* **DOCUMENT**:
The Hatchback Automobile Collector’s Weekly Periodical

Surfing the web and can’t find information on your collectible vintage 2003-2006 hatchback family automobile?

Try HATCHBACK AUTOMOBILE COLLECTOR’S WEEKLY!

This weekly newsprint periodical delivers valuable information about your collector’s edition family vehicle right to your door! The HAC Weekly will inform you of the latest car shows, meets, parts sellers, and general goings on regarding some of the most reliable and FUN-ctional family cars from the golden era of hatchback automobile production: the mid-2000s.

Matt from Grand Rapids writes, “That’s great and all, but will this get me any closer to getting a girlfriend who’s proud of my vintage 2006 Ford Focus ZX5 Hatchback in Silver Bullet Platinum?”

* **PROVIDED DATA**:

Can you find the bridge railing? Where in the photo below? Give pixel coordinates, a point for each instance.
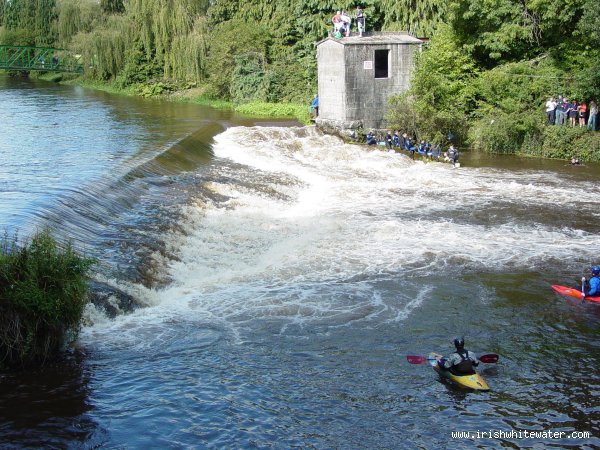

* **OBJECTIVE**: Please rewrite the paragraph beginning "This weekly newsprint periodical" from the text about the hatchback collector's periodical as a shorter version that keeps its main facts. The lines have no connection to the text about the hatchback collector's periodical.

* **RESPONSE BELOW**: The HAC Weekly is a weekly newsprint periodical delivered to your door with information about your collector's edition family vehicle. It covers the latest car shows, meets, parts sellers, and general news about reliable, fun family cars from the mid-2000s, the golden era of hatchback production.